(Task description): Repeat the stretch of the ocean pollution article from "New research is" through "of miles away.", changing "plastics" to "plastic waste".

(Page text):
Ocean pollution increasing invasive species threat

New research is aiming to put a halt to the movement of invasive marine species across the world, amid growing evidence they are using the plastic pollution as a vessel to travel.

The study aims to identify how invasive species are hitchhiking their way across the world and arriving at the shore of the UK. Invasive species are recognised as one of the greatest threats to marine biodiversity worldwide, second only to habitat loss, and cost the UK economy £120 million a year.

But the threat to UK waters could be reduced as pioneering research led by the Centre for Environment, Fisheries and Aquaculture Science (Cefas) and funded by Defra sheds new light on invasive species ‘hitchhiking’ across the sea on floating marine debris, such as plastics. In some cases, certain species are thought to have travelled from as far as the east coast of America, thousands of miles away.

By adapting a computer model originally designed to predict the distribution of oil following an oil spill, Cefas scientists were able to uncover the origin of floating marine debris and track how invasive species enter UK waters.

“There are 39 recorded marine non-native species, including the Slipper Limpet and Signal Crayfish, considered as harmful to UK native marine biodiversity,” said a Defra spokesperson. “It is hoped this advanced modelling technique will enable the UK and countries worldwide to more accurately track the movements of debris and pave the way for an early warning system to prevent and respond to emerging threats from non-native species.

“With 80% of marine debris made up of marine plastics, and over 800 million tonnes of plastic ending up in our oceans each year, this research reiterates the importance of tackling global plastic pollution, supporting calls from environment secretary Thérèse Coffey at the UN Conference of Biological Diversity (CBD) COP15 last year for greater ambition and support to protect 30% of the world’s ocean by 2030.”

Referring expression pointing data
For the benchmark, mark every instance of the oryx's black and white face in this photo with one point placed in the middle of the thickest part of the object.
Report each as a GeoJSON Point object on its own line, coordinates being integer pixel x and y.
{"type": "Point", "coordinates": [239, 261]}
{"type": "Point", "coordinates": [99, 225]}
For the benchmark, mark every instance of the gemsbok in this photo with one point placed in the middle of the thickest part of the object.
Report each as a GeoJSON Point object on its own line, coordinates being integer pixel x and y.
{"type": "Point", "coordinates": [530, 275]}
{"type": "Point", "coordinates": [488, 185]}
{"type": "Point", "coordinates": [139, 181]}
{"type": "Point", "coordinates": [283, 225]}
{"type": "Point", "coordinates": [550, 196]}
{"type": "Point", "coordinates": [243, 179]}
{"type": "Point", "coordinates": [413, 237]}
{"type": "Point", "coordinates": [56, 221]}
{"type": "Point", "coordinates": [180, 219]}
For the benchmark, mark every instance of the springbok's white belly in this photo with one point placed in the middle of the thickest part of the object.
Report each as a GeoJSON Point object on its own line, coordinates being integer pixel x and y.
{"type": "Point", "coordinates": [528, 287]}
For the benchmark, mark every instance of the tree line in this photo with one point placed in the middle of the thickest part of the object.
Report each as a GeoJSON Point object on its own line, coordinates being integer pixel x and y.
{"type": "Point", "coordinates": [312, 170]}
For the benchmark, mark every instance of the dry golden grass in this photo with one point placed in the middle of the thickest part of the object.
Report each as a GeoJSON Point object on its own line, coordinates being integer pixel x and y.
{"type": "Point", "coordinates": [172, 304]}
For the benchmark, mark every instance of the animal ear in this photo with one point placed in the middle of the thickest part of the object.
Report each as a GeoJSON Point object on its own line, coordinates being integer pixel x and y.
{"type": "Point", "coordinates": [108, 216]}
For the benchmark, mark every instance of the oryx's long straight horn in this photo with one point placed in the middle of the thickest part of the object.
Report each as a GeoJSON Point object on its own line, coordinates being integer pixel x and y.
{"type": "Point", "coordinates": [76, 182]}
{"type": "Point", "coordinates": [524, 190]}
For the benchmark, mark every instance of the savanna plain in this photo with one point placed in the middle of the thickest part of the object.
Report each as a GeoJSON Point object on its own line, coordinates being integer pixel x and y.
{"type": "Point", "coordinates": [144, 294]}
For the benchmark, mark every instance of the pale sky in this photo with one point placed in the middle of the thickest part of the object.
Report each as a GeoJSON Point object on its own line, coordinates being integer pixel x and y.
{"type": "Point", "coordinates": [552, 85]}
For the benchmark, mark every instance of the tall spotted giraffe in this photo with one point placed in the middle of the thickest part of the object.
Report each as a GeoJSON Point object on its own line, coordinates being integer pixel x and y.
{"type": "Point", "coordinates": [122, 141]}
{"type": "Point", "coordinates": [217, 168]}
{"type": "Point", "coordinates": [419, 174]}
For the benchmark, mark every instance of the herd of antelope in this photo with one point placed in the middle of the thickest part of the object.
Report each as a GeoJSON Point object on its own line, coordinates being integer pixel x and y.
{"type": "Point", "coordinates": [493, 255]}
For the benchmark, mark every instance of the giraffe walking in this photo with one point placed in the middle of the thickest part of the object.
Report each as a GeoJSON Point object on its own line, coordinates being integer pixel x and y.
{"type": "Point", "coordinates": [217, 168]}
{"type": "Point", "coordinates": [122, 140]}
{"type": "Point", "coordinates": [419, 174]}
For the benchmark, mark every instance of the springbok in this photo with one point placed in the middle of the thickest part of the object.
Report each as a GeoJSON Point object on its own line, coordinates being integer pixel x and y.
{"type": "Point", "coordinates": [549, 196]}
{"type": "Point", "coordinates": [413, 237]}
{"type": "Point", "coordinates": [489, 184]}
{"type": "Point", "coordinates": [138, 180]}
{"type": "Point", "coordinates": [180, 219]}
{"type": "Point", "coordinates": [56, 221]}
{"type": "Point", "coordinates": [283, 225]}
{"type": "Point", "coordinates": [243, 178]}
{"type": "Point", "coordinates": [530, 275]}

(Task answer):
New research is aiming to put a halt to the movement of invasive marine species across the world, amid growing evidence they are using the plastic pollution as a vessel to travel.

The study aims to identify how invasive species are hitchhiking their way across the world and arriving at the shore of the UK. Invasive species are recognised as one of the greatest threats to marine biodiversity worldwide, second only to habitat loss, and cost the UK economy £120 million a year.

But the threat to UK waters could be reduced as pioneering research led by the Centre for Environment, Fisheries and Aquaculture Science (Cefas) and funded by Defra sheds new light on invasive species ‘hitchhiking’ across the sea on floating marine debris, such as plastic waste. In some cases, certain species are thought to have travelled from as far as the east coast of America, thousands of miles away.